Text segment:
-----
Friday, November 30, 2007

Nofib benchmarks

I've been working right through the night for the IFL post-publication deadline, trying to get benchmarks for most of the imaginary nofib suite using Supero. It's now almost 9am, and I'm off to work once more, so here are the final raw results I'm going to be using in the IFL paper.

For these numbers, lower is better. The fastest optimiser gets a 1.00, all the others are scaled relative to it. The most red value is the slowest. ghc2 is GHC 6.8.1 with -O2. supero-* is running through the Yhc front end, then through Supero, then through GHC 6.8.1 -O2. none corresponds to the supero optimiser doing no inlining or optimisation, essentially giving GHC the whole program in one go. The other supero-* results are all based on Positive Supercompilation with homeomorphic embedding as the termination criteria and a given generalisation function. whistle is no generalisation criteria, msg is the most specific generalisation, and general is my newly created generalisation function. All the details will be in the paper I'm submitting later today.

I know some places where these results have fallen a bit flat of what they should, but even so, I'm very happy with this!



Josef said...
-----
Requirement 1:
Rewrite the records starting with the line that contains "Q: In the image above, where is the wicker chair armrest" and going on through the end of the records, replacing "Please provide" with "Give" and leaving everything else unchanged.

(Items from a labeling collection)
-----
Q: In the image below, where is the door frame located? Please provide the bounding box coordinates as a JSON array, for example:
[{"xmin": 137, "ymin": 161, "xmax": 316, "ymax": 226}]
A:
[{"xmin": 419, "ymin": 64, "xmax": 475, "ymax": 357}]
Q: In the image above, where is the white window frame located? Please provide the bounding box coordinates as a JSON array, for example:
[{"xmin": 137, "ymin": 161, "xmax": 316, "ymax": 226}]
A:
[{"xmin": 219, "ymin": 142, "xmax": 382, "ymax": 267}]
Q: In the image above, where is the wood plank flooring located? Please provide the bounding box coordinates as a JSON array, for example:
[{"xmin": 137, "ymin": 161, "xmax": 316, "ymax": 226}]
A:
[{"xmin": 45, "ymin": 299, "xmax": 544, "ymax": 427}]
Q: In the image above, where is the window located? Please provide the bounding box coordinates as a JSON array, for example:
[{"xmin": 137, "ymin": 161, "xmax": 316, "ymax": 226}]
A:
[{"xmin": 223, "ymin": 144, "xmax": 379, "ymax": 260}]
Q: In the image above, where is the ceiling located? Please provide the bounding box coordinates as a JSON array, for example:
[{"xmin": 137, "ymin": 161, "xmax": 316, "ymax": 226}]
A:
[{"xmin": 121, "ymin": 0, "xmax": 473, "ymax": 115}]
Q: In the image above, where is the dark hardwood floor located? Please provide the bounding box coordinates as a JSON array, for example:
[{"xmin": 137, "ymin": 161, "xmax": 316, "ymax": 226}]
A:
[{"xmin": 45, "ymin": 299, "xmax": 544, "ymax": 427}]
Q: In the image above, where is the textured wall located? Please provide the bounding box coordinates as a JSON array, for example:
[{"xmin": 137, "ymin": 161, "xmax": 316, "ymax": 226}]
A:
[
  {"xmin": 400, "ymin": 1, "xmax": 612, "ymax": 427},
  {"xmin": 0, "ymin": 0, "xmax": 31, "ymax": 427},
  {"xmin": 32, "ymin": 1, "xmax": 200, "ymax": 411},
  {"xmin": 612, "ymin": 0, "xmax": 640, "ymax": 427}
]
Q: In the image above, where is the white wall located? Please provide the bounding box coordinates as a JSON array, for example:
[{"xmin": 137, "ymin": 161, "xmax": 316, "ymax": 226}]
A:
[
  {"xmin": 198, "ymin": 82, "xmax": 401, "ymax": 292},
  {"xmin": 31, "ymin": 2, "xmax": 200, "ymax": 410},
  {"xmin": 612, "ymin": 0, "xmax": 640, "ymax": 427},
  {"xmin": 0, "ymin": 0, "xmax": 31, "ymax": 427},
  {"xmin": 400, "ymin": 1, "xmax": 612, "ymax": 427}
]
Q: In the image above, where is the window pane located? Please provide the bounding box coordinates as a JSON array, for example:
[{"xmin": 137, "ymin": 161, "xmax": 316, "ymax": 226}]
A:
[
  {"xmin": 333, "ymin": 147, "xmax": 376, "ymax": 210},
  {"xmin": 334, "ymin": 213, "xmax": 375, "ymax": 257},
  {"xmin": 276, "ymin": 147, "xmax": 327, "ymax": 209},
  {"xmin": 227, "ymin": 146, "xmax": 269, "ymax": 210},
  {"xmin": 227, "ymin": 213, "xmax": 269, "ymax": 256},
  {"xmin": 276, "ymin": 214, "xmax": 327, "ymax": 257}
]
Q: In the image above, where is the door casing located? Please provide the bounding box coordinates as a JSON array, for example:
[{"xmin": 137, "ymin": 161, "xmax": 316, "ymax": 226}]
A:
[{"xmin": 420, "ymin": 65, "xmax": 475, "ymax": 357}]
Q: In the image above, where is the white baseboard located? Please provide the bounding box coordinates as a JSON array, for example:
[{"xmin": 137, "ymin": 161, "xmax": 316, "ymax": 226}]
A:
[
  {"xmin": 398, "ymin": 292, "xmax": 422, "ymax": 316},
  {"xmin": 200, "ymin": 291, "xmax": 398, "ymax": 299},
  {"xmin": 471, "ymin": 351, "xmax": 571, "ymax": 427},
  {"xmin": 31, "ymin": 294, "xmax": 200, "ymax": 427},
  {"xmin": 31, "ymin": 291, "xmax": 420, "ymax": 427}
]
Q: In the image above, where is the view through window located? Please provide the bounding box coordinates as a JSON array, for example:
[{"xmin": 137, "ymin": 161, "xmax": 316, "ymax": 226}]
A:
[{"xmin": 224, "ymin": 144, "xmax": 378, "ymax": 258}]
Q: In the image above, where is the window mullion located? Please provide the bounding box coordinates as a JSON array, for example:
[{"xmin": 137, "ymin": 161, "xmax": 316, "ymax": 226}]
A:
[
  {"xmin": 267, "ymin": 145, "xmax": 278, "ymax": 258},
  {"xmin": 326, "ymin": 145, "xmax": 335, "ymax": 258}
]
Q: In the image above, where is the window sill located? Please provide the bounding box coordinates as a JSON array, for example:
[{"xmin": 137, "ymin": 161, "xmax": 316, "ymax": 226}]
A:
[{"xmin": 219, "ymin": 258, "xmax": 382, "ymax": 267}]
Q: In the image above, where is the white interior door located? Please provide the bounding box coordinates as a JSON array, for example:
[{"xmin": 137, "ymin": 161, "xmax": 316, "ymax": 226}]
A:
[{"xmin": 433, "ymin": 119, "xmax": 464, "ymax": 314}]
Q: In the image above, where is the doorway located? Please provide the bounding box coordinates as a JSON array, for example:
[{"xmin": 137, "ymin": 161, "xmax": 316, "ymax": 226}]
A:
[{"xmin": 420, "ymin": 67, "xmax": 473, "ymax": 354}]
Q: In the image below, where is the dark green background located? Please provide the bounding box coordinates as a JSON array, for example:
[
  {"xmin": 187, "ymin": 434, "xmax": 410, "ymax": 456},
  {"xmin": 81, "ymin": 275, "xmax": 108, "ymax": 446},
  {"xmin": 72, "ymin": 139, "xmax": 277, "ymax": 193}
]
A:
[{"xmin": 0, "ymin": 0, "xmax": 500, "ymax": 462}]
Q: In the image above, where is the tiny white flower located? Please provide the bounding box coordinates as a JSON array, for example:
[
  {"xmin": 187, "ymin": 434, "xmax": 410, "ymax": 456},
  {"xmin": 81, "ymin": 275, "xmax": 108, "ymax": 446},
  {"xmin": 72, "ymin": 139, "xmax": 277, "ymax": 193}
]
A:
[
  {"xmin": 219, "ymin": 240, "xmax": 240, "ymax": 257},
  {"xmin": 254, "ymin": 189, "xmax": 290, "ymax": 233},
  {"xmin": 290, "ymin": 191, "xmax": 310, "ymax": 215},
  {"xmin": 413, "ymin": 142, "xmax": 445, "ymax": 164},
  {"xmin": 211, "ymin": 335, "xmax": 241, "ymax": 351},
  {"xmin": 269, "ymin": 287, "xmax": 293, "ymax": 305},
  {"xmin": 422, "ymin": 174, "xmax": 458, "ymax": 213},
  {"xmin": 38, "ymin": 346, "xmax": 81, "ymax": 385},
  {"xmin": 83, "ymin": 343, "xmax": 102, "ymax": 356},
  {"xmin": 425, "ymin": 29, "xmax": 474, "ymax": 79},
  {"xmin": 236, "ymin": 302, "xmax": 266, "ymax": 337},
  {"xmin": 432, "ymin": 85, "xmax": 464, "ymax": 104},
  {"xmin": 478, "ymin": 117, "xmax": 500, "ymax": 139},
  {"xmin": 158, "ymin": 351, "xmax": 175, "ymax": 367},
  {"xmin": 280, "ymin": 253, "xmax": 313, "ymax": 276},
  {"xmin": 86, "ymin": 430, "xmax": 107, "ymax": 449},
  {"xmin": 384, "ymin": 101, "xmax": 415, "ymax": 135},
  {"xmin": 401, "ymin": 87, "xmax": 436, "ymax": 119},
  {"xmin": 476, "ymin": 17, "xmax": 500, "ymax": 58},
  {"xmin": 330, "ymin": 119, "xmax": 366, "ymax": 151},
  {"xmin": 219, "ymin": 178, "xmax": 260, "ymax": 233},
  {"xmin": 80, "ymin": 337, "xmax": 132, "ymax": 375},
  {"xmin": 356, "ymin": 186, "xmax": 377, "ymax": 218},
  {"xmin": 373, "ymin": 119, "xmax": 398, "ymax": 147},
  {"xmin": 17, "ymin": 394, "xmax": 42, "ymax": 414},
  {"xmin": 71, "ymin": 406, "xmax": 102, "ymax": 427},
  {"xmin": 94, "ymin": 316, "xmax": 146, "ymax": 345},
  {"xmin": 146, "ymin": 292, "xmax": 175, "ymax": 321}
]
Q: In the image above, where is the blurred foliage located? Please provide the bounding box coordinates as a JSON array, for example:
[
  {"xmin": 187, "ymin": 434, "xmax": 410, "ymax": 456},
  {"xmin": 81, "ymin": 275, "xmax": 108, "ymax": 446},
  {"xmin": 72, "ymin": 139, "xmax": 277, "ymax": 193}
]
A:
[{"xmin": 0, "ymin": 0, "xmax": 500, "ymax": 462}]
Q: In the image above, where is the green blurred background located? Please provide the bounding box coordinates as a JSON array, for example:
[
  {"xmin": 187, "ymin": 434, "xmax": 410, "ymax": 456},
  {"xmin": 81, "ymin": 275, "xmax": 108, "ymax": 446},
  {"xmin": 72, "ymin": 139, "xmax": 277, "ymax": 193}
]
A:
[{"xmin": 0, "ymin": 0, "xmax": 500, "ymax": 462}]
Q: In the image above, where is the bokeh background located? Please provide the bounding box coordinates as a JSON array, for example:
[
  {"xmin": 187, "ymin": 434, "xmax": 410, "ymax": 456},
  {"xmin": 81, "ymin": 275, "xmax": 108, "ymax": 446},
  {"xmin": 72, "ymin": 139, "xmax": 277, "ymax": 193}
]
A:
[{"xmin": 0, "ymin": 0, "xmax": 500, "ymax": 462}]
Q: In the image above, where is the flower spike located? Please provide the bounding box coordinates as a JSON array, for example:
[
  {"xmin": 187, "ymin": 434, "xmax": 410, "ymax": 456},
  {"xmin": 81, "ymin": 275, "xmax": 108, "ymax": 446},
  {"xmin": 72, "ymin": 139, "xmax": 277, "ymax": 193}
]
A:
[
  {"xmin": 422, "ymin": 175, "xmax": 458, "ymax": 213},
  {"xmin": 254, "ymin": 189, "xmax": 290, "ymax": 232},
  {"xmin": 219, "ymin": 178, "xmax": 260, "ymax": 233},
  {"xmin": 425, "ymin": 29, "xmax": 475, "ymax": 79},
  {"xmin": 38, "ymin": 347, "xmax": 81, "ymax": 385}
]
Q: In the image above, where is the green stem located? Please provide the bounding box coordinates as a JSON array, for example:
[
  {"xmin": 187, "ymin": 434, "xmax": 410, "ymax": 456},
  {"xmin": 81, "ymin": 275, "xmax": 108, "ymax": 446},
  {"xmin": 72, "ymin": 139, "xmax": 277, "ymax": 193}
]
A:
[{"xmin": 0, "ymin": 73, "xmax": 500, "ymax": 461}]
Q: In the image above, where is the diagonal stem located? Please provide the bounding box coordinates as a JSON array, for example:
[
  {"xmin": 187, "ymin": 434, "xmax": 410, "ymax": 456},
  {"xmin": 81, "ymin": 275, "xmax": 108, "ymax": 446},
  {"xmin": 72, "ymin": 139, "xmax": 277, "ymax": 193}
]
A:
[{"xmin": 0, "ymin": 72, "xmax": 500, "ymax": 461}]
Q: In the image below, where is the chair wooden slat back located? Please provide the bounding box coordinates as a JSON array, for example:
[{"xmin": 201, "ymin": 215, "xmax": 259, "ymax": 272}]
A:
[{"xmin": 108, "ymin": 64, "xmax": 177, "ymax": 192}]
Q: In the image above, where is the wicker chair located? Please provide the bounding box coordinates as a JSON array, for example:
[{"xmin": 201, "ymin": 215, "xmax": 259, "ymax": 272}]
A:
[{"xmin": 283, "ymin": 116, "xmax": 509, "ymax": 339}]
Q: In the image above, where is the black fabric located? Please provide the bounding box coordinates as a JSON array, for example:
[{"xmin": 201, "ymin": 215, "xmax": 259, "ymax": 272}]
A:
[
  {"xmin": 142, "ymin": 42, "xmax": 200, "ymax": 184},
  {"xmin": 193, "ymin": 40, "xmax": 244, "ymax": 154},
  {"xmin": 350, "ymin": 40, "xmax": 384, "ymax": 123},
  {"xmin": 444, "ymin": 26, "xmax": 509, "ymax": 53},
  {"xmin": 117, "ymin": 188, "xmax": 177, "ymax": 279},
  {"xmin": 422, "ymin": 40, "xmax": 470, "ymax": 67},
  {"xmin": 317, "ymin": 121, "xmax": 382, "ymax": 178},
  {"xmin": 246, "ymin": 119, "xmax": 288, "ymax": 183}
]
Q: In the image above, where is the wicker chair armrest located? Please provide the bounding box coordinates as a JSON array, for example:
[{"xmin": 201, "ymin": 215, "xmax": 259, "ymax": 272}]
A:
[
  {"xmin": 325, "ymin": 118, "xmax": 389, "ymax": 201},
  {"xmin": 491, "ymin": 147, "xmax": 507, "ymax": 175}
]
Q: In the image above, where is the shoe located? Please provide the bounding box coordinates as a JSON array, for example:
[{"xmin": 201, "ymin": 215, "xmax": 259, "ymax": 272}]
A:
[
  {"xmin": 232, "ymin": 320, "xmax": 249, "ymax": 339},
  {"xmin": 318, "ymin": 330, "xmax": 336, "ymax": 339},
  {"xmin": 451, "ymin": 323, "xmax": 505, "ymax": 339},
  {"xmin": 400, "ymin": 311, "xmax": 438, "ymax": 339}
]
-----
Requirement 2:
Carry on the post about the nofib benchmarks from where it stops.

Reply 1:
Q: In the image above, where is the wicker chair armrest located? Give the bounding box coordinates as a JSON array, for example:
[{"xmin": 201, "ymin": 215, "xmax": 259, "ymax": 272}]
A:
[
  {"xmin": 325, "ymin": 118, "xmax": 389, "ymax": 201},
  {"xmin": 491, "ymin": 147, "xmax": 507, "ymax": 175}
]
Q: In the image above, where is the shoe located? Give the bounding box coordinates as a JSON array, for example:
[{"xmin": 201, "ymin": 215, "xmax": 259, "ymax": 272}]
A:
[
  {"xmin": 232, "ymin": 320, "xmax": 249, "ymax": 339},
  {"xmin": 318, "ymin": 330, "xmax": 336, "ymax": 339},
  {"xmin": 451, "ymin": 323, "xmax": 505, "ymax": 339},
  {"xmin": 400, "ymin": 311, "xmax": 438, "ymax": 339}
]

Reply 2:
Interesting results! But given that you used such a powerful technique as supercompilation I would have hoped for even better results. And I think you could get even better results if you use different benchmarks. I've also used nofib for benchmarking but in my experience these programs are not very high level and they have an oldish feel to them. For instance, none of them use monad transformers (at least afaicr). It would be interesting to see what results you would get from a program which is highly parameterized or uses highly generic libraries like monad transformers, syb or something along those lines. That will give some indication of what kind of improvements we might expect when writing very high level programs. The hope is of course that the optimizer will make the high level programs as efficient as the low level ones which does the same thing, thereby eliminating any redundancy we've introduced when abstracting the program.

Neil Mitchell said...

josef: If I could choose the benchmarks, I'd get absolutely wonderful results :-) I realise the microbenchmark style problems aren't that representative, so hopefully larger programs will offer more benefit. Nofib is a bit weird, while none have monad transformers, loads have CAF's and quite a lot have circular programming - things which are quite rare in real programs.

More benchmarks are to come!